_WRITTEN INSTRUCTION_
Here are some entries; quote each one exactly.

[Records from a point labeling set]

* Start *

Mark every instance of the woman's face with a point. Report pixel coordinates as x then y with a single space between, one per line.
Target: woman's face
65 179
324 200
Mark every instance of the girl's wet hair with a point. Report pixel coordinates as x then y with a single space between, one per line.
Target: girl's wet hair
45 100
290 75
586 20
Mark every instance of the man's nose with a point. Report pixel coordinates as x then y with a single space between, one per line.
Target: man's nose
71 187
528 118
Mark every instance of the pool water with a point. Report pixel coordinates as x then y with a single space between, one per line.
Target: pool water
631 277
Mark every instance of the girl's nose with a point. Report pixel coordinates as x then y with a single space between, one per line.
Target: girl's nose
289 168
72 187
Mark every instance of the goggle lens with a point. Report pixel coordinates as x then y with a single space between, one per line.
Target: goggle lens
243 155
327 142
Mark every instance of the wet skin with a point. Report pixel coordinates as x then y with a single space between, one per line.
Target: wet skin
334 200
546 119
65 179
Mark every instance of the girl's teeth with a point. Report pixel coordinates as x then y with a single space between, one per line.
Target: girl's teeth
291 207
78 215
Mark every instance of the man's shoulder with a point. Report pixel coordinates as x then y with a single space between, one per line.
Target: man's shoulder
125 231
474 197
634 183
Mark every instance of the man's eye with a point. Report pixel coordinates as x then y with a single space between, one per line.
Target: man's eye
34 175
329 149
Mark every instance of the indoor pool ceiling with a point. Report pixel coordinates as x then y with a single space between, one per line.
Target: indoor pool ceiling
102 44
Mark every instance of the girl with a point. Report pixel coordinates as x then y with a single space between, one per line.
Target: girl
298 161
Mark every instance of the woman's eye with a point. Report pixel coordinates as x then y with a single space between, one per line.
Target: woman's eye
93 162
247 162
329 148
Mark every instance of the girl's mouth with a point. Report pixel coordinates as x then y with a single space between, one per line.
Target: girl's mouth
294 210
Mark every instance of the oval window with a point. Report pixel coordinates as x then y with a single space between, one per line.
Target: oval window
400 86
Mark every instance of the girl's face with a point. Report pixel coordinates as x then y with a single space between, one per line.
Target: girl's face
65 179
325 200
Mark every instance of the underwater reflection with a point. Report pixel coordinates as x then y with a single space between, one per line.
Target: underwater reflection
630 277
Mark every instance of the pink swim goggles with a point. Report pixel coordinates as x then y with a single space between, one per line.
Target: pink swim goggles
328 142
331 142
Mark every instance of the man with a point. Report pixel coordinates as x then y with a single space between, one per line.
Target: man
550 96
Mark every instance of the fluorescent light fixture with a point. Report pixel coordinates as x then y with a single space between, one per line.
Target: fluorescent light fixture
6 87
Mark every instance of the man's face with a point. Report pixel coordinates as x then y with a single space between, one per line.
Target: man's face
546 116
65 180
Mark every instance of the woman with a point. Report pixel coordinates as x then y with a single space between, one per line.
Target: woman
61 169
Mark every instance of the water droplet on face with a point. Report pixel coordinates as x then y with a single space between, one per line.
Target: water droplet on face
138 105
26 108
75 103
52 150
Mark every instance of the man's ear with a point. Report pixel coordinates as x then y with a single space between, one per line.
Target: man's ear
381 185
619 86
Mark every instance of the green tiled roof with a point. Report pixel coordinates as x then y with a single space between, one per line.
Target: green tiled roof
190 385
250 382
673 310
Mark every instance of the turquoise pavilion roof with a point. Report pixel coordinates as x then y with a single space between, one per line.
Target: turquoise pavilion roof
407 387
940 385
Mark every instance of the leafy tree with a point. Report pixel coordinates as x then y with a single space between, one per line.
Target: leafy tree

* End *

_TASK OUTPUT_
Mark every instance of the woman's face with a point. Report pixel coordinates as x then y with a single space between, one per line.
Target: woman's face
65 179
324 200
Mark every instance of the girl's wet hair with a point. Report pixel coordinates as x then y with a single space between, one per line.
Target: girl's wet hair
45 100
290 75
586 20
Mark every instance of the man's nose with a point. Report pixel coordinates as x then y with a single space between, one per line.
Target: man's nose
71 187
528 118
Mark every instance of the pool water with a point. Report pixel coordinates as x then y with a single space between, one per line.
Target: pool water
631 277
Mark every instance of the girl's nose with a point. Report pixel coordinates as x then y with a single space between, one per line.
Target: girl's nose
289 168
72 187
Mark every instance of the goggle lens with a point. Report pixel coordinates as x then y with a single space between, one per line.
Target: goggle lens
243 155
327 142
Mark every instance of the wet skin with a point. Report pixel coordinates as x then y with a single space between, one per line.
Target: wet skin
334 200
546 119
65 179
Mark every instance of the girl's teeth with a point. Report pixel coordinates as x then y with a single space between, one per line.
Target: girl's teeth
291 207
78 215
Mark every instance of the man's shoulder with a point. Report pixel coordinates as x then y with a single space between, one per line.
Target: man's shoulder
125 231
474 197
634 183
Mark every instance of the man's eye with a point. Report pixel coordinates as x then y with a single space between, one per line.
Target: man's eye
34 175
329 149
Mark every instance of the indoor pool ceiling with a point. Report pixel coordinates as x then y with a single space between, one per line.
Target: indoor pool ceiling
102 44
Mark every instance of the girl with a point. Report pixel coordinates as x then y with a single space between, one per line.
Target: girl
298 161
Mark every instance of the woman's eye with a point. Report pixel coordinates as x then y with a single space between, one per line.
Target: woman's eye
93 162
247 162
329 148
Mark every instance of the girl's mouth with a point. Report pixel coordinates as x then y with a single space between, one per line.
Target: girl's mouth
294 210
Mark every instance of the oval window with a point. Report pixel coordinates as x then y with a single space between, one per line.
Target: oval window
400 86
Mark every instance of the girl's face with a point. Report pixel coordinates as x then y with a single space between, one per line.
Target: girl's face
65 179
325 200
Mark every instance of the underwater reflection with a point. Report pixel coordinates as x then y with a single space between, one per line.
Target: underwater reflection
630 277
Mark every instance of the pink swim goggles with a point. Report pixel coordinates as x then y with a single space between, one per line.
Target: pink swim goggles
328 142
331 142
Mark every instance of the man with a point. Report pixel coordinates as x then y with a single space between, one per line.
Target: man
550 96
Mark every instance of the fluorescent light fixture with a point. Report pixel coordinates as x then y with a single space between, one per line.
Target: fluorescent light fixture
6 87
Mark every instance of the man's face with a point. Report pixel coordinates as x then y with a single space between, one per line.
Target: man's face
546 116
65 180
Mark every instance of the woman with a point. Report pixel coordinates as x then y with a single space between, one per line.
Target: woman
61 169
Mark every instance of the water droplet on face with a point. Report pixel coordinates as x then y with a single space between, one per line.
Target: water droplet on face
138 105
26 108
75 103
52 150
Mark every instance of the man's ear with a point. Report pixel coordinates as x then y with a single space between, one per line.
Target: man's ear
381 185
619 86
Mark every instance of the green tiled roof with a point. Report pixel coordinates as x then y with a single space between, one per line.
Target: green tiled roof
190 385
250 382
673 310
Mark every instance of the turquoise pavilion roof with a point. Report pixel coordinates as x then y with a single space between, one per line.
Target: turquoise pavilion roof
407 387
940 385
Mark every instance of the leafy tree with a point. Report pixel coordinates as x then y with a single space between, one per line.
Target: leafy tree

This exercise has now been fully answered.